- _Data listing_:
○ ○ ○ ○ ○

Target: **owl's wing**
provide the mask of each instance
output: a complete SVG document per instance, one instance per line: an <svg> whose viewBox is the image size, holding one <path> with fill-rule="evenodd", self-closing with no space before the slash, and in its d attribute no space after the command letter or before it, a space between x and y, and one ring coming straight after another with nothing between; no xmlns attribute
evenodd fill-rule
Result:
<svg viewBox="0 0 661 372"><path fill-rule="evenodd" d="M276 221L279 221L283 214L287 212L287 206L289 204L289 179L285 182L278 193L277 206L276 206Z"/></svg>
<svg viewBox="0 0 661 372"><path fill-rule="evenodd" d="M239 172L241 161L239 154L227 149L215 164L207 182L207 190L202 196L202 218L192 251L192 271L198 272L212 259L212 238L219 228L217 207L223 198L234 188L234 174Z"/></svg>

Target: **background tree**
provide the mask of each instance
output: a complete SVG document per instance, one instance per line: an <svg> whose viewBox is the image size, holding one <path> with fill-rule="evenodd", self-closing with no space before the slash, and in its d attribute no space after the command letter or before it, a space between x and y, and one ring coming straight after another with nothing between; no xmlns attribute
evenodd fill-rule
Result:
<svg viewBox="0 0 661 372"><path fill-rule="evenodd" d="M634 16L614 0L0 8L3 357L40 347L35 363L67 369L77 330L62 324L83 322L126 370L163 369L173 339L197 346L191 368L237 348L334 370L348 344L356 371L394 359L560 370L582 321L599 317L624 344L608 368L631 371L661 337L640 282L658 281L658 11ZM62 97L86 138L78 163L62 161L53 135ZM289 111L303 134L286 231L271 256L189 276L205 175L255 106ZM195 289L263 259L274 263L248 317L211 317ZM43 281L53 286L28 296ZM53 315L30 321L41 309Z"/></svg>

○ ○ ○ ○ ○

- _TASK INSTRUCTIONS_: Render every line of the items above as a Markdown table with the columns "No." and "Line", numbering each row and omitting blank lines.

- _ANSWER TO THIS EXERCISE_:
| No. | Line |
|---|---|
| 1 | Target: **owl's wing** |
| 2 | provide the mask of each instance |
| 3 | output: a complete SVG document per instance, one instance per line: an <svg> whose viewBox is the image size, holding one <path> with fill-rule="evenodd", self-closing with no space before the slash, and in its d attribute no space after the command letter or before it, a space between x and y, and one ring coming straight after another with nothing between; no xmlns attribute |
| 4 | evenodd fill-rule |
| 5 | Result: |
| 6 | <svg viewBox="0 0 661 372"><path fill-rule="evenodd" d="M276 221L279 221L283 214L287 212L287 206L289 204L289 179L285 182L278 193L277 206L276 206Z"/></svg> |
| 7 | <svg viewBox="0 0 661 372"><path fill-rule="evenodd" d="M239 172L241 161L239 154L227 149L215 164L207 182L207 190L202 196L202 218L192 251L192 271L198 272L212 259L212 238L219 228L217 207L223 198L234 188L234 174Z"/></svg> |
| 8 | Target: **background tree** |
| 9 | provide the mask of each instance |
| 10 | output: a complete SVG document per instance, one instance per line: an <svg> whose viewBox is the image size, holding one <path> with fill-rule="evenodd", self-closing with no space before the slash, and in its d attribute no space after the command letter or before it, a space between x and y, and one ring coming straight after another with nothing between; no xmlns attribute |
| 11 | evenodd fill-rule |
| 12 | Result: |
| 13 | <svg viewBox="0 0 661 372"><path fill-rule="evenodd" d="M634 16L614 0L0 8L3 357L40 347L35 363L67 369L77 330L62 324L83 322L126 370L163 369L173 339L197 346L191 368L237 348L334 370L348 344L356 371L394 359L560 370L582 321L599 317L624 344L608 368L631 371L661 337L640 282L658 281L658 11ZM62 97L86 138L78 163L62 161L53 135ZM289 111L303 134L286 231L271 256L189 276L205 175L255 106ZM195 289L263 259L274 263L248 317L211 317ZM43 281L53 286L28 296ZM53 315L30 321L41 309Z"/></svg> |